Tasks to complete:
• 1. In the text on the LAMP stack, what makes Apache open-source software?
• 2. Answer these questions from the text on the LAMP stack:
(a) What share of the web server market did Debian and Ubuntu hold between them, according to W3Techs in October 2013?
(b) Which company acquired Sun Microsystems, and in what year?
(c) What is MariaDB?

Exercise text:

= Beginning of Section =

Linux is a Unix-like computer operating system assembled under the model of free and open-source software development and distribution. Most Linux distributions, as collections of software based around the Linux kernel, typically provided through a package management system, provide complete LAMP setups through their packages. According to W3Techs in October 2013, 58.5% of web server market share is shared between Debian and Ubuntu, while RHEL, Fedora and CentOS together shared 37.3%.

=== Apache ===

The role of LAMP's web server has been traditionally supplied by Apache, and has since included other web servers such as nginx.

Apache is developed and maintained by an open community of developers under the auspices of the Apache Software Foundation. Released under the Apache License, Apache is open-source software. A wide variety of features are supported, and many of them are implemented as compiled modules which extend the core functionality of Apache. These can range from server-side programming language support to authentication.

=== MySQL and database alternatives ===

MySQL's original role as the LAMP's relational database management system has since been alternately provisioned by others like PostgreSQL, MariaDB (a community-developed fork of MySQL developed by its original developers), and even NoSQL databases like MongoDB.

MySQL is a multithreaded, multi-user, SQL database management system, acquired by Sun Microsystems in 2008, which was then acquired by Oracle Corporation in 2010. Since its early years, the MySQL team has made its source code available under the terms of the GNU General Public License, as well as under a variety of proprietary agreements.

= End of Section =

Source data:
= Beginning of Section =

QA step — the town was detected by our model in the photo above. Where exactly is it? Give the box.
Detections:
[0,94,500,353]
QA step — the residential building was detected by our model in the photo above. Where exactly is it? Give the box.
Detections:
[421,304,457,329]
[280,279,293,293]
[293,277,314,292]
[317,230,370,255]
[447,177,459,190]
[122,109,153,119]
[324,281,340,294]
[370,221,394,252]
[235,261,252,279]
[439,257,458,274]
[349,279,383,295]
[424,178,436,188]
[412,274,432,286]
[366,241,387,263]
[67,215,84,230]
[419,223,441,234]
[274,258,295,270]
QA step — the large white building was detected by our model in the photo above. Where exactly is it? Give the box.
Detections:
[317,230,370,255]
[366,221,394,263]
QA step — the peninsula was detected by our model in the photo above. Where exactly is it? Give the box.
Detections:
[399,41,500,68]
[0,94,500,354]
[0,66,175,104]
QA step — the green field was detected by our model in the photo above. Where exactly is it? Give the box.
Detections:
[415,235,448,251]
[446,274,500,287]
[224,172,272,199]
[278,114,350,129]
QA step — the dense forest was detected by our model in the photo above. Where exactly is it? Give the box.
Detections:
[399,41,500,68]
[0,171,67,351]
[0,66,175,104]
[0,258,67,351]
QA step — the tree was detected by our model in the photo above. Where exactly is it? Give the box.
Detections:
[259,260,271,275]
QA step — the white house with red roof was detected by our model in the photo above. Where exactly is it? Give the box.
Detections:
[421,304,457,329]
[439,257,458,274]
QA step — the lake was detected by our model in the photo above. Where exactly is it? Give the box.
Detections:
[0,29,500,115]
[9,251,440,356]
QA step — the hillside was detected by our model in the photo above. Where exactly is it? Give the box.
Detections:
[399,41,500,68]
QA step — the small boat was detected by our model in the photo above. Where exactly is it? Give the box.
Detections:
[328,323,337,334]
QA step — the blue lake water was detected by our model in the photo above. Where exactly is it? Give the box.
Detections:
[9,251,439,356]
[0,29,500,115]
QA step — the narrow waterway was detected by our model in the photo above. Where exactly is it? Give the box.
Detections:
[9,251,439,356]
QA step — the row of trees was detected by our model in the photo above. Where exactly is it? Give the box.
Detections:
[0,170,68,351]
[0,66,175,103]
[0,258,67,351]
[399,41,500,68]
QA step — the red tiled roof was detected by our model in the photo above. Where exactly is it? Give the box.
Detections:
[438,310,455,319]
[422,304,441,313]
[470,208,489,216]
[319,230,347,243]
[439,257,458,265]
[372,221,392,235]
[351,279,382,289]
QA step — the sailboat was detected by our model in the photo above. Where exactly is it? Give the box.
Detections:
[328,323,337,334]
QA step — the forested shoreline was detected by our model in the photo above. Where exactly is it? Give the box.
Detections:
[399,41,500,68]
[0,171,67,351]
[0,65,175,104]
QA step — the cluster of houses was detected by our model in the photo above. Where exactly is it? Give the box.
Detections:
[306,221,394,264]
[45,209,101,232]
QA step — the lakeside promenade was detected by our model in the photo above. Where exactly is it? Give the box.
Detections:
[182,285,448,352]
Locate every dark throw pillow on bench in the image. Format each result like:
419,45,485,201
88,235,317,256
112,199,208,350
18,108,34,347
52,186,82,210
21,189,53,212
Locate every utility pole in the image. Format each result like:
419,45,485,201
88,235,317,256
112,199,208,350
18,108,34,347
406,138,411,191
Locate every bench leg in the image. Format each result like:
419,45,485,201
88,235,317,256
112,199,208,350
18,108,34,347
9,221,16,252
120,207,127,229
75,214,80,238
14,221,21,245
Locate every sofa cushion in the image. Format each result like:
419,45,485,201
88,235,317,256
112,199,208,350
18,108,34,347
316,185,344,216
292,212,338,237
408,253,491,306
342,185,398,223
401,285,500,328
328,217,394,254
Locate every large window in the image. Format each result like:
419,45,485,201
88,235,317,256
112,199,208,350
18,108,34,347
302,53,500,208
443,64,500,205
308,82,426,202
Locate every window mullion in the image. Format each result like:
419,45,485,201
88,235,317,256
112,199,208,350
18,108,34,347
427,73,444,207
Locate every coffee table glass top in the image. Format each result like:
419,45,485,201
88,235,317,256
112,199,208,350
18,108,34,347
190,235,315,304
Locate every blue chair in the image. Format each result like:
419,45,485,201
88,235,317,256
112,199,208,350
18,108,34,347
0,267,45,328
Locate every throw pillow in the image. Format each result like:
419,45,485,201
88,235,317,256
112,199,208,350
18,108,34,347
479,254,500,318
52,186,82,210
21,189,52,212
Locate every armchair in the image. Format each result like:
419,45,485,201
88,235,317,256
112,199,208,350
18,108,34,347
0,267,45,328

= End of Section =
= Beginning of Section =

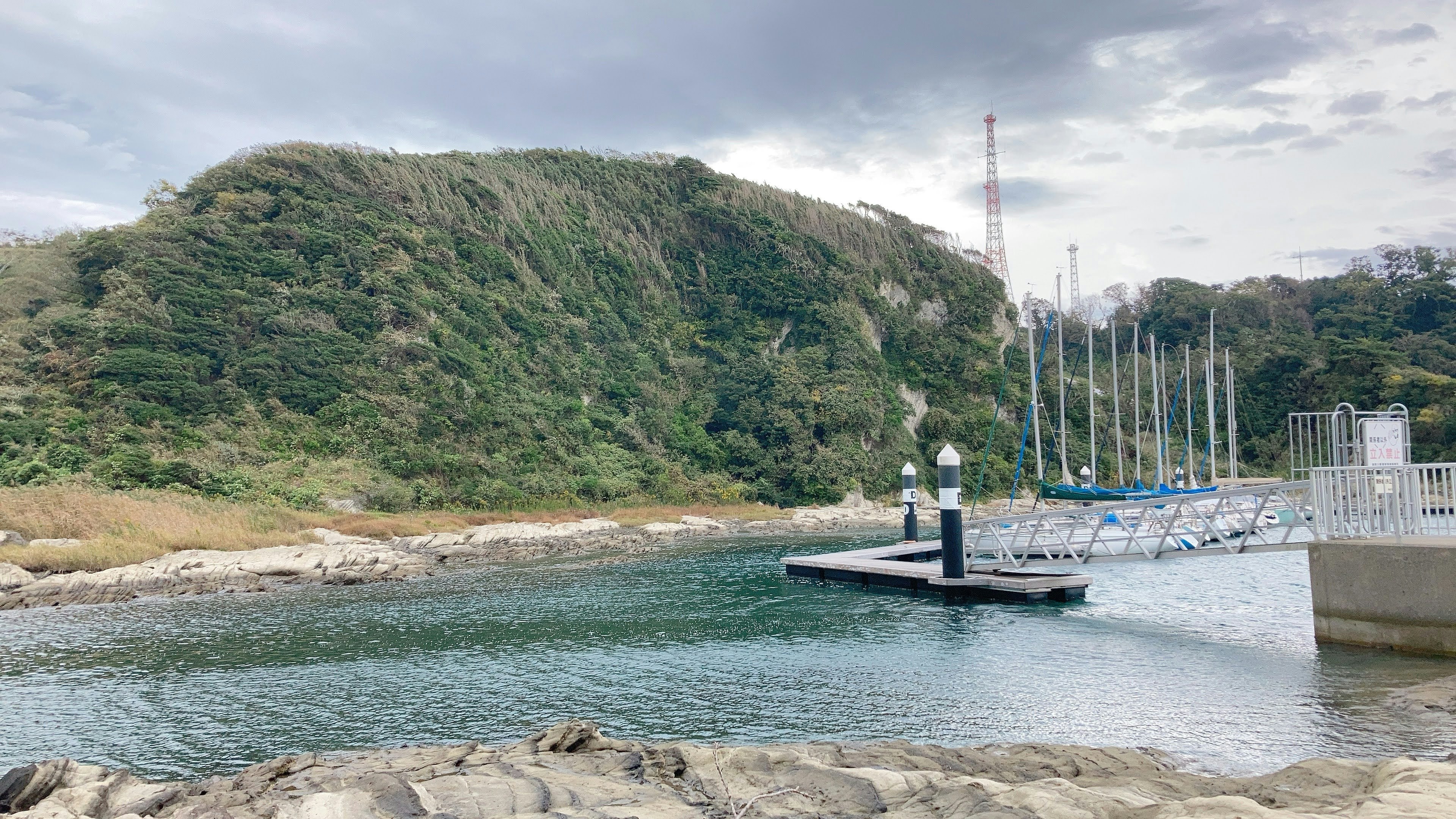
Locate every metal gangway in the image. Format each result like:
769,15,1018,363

= End of Section =
= Beginning of Section =

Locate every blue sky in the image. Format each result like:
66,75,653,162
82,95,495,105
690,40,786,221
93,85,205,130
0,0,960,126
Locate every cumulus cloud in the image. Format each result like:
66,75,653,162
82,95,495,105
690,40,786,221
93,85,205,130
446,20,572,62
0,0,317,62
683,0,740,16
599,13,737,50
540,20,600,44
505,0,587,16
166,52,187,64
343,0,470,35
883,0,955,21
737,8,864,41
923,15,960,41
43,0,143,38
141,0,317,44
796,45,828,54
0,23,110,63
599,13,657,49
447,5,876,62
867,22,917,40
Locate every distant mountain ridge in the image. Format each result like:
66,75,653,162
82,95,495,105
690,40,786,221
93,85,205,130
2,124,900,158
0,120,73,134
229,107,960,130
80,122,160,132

= End of Section =

Numbered responses:
• 1. Apache is open-source software because it is released under the Apache License.

• 2.
(a) 58.5%
(b) Oracle Corporation, in 2010
(c) A community-developed fork of MySQL, developed by its original developers